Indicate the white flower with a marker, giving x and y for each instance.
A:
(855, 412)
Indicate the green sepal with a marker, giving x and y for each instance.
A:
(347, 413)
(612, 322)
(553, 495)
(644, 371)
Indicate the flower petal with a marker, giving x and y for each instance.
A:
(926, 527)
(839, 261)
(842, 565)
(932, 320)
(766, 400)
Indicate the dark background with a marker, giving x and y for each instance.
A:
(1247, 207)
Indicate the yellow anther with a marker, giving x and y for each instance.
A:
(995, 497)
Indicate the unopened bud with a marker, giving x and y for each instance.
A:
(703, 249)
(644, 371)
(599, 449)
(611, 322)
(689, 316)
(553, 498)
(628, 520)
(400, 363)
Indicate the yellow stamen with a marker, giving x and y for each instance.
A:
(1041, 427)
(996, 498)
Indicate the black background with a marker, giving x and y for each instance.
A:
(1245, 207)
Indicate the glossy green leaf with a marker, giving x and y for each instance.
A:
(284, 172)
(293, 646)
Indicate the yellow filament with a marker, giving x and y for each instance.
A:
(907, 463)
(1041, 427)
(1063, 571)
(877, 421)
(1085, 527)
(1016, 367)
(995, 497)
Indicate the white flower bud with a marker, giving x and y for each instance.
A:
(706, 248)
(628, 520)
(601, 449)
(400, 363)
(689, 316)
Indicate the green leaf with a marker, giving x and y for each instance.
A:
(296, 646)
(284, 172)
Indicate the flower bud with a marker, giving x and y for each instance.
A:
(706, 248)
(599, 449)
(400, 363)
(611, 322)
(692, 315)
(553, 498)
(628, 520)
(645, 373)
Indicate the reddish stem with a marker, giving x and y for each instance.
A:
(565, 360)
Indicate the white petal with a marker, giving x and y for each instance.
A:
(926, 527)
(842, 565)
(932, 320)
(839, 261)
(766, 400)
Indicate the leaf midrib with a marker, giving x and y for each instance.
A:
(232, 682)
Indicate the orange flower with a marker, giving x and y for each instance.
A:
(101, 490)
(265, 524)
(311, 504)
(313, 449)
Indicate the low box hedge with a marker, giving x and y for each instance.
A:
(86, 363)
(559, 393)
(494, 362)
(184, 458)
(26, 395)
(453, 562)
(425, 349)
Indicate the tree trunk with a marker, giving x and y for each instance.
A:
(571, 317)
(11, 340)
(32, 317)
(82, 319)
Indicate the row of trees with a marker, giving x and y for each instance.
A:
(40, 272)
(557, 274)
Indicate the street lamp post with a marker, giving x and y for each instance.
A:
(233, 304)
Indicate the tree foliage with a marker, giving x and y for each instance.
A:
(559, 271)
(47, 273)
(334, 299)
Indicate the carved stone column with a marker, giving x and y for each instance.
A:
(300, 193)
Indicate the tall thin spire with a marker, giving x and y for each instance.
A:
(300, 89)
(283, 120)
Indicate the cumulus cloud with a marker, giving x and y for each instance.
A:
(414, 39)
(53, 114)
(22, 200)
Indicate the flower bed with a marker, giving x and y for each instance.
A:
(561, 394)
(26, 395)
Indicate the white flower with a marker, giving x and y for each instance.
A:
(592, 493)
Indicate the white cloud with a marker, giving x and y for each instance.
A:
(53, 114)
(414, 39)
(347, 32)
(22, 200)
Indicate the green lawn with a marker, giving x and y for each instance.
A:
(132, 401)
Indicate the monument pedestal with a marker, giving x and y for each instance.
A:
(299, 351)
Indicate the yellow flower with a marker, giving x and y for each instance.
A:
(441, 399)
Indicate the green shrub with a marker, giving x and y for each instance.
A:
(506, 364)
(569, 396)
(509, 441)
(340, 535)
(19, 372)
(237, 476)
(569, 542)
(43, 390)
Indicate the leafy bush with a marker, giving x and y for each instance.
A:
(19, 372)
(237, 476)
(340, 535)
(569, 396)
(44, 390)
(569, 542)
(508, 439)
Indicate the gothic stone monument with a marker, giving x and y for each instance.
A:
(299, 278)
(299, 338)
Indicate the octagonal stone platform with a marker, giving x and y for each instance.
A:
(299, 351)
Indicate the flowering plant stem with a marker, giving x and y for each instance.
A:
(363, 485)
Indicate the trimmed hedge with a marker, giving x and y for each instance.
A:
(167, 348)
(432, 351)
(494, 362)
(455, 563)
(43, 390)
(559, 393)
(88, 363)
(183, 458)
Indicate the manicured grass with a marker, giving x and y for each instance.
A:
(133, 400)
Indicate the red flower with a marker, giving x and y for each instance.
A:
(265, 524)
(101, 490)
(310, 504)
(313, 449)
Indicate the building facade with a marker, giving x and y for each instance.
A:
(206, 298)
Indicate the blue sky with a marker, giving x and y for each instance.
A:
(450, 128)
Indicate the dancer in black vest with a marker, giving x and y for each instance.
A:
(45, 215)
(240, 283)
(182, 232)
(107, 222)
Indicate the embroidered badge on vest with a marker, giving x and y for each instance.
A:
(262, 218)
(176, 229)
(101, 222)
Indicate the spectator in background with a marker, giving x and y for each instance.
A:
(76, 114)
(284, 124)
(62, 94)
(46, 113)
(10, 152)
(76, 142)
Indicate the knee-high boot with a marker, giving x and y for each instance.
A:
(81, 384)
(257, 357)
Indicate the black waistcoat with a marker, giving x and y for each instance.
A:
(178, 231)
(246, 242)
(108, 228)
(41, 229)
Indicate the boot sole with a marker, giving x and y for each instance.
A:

──────

Reproduce verbatim the lines above, from the line with "Indicate the building" through the line with "Indicate the black waistcoat".

Indicate the building facade with a marker, giving x and y for each instance.
A:
(206, 298)
Indicate the blue sky with a marker, giving x and y for each instance.
A:
(450, 128)
Indicate the dancer in black vest with a marker, giving x and y for each instance.
A:
(45, 215)
(240, 283)
(182, 232)
(107, 222)
Indicate the embroidered badge on vest with a marker, giving x and y for each instance.
A:
(262, 218)
(176, 229)
(101, 222)
Indicate the spectator in background with a marker, giving x and y for each instance.
A:
(76, 114)
(284, 124)
(62, 94)
(46, 113)
(10, 152)
(76, 142)
Indicate the knee-high boot with a marker, giving x and y for each instance.
A:
(81, 384)
(257, 357)
Indicate the black waistcoat with a marker, giving x and y for each instance.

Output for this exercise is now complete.